- **THE DATA**:

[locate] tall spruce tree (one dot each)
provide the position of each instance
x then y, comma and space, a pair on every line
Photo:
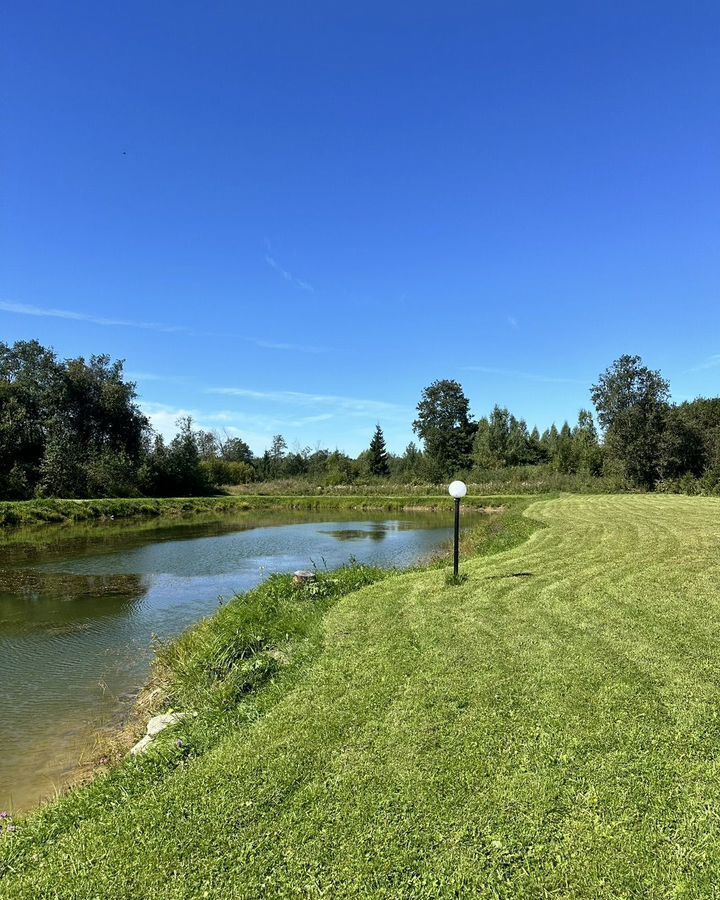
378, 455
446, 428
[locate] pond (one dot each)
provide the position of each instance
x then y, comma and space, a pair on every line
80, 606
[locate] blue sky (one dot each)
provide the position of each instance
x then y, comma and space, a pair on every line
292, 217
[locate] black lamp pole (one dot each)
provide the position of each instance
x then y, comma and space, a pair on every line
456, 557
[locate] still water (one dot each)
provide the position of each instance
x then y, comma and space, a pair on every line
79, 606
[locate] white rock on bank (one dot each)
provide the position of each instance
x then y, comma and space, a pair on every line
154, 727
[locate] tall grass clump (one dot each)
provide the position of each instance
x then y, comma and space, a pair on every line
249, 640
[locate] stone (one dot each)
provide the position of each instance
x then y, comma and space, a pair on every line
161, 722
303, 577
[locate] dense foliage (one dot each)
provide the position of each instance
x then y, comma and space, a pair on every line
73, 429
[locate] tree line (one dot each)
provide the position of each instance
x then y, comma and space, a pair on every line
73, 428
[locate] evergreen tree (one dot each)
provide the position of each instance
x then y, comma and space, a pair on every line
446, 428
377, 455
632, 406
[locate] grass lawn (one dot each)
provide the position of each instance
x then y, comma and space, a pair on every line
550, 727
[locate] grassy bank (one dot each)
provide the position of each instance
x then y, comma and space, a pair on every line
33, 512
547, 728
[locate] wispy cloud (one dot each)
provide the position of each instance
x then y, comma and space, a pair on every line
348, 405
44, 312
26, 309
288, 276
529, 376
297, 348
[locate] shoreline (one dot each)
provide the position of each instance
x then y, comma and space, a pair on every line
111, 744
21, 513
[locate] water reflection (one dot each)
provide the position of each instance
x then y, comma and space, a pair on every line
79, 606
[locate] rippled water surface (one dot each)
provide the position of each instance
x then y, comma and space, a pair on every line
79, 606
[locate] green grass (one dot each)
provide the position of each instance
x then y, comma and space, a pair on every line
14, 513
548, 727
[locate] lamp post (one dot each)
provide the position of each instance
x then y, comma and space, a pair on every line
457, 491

- **WHAT THE EXERCISE ASKS**:
Please print the lines above exactly, beginning at the first line of the entries and ending at the line holding "[locate] shoreline (one dot each)", and leave the pictures out.

- **ANSWER AREA**:
[locate] tall spruce tree (one dot each)
provide the position of each instance
x then y, comma and space, a pair on every line
Photo:
378, 455
446, 428
[locate] pond (one dot each)
provide the position of each instance
x then y, comma and space, a pair on every line
80, 606
[locate] blue sky (one dot each)
provide the position of each instance
x then y, comma and space, a pair on every line
292, 217
[locate] black lamp pole (one dot each)
provide the position of each instance
x then y, comma and space, a pair on every line
456, 557
[locate] still water (one dot each)
provide the position of each instance
x then y, comma and space, a pair on every line
79, 606
[locate] white rock on bank (one dot each)
provide the position of each instance
x then y, comma and space, a pair on every line
154, 727
[locate] tall grass clump (one dot each)
provide the position of each instance
x then y, comma and space, a pair on every line
249, 640
[locate] stone (one dot each)
provide the position of each instance
x then y, comma and space, a pair on every line
161, 722
303, 577
[locate] dense foliage (one dot each)
provide the position of each instance
x then y, comma and space, a pair on every line
73, 429
[locate] tree line (one dot each)
provide the position of each instance
x then y, comma and space, a pair on every line
73, 428
[locate] evergreen tree (one dot each)
provide the position of each instance
x then y, comma and space, a pair on every line
446, 428
377, 455
632, 406
[locate] grass lawn (one dot each)
provide the position of each instance
x then y, comma and space, a pair on every line
550, 727
[locate] grassy bank (one dot each)
provide the position of each instance
x then y, comma and space, a pair on every line
33, 512
547, 728
[locate] wispy cloud (one dot each)
provide the position of each instance
x then y, comma and space, a pair on every line
348, 405
44, 312
26, 309
288, 276
529, 376
297, 348
[locate] shoreline (one dot each)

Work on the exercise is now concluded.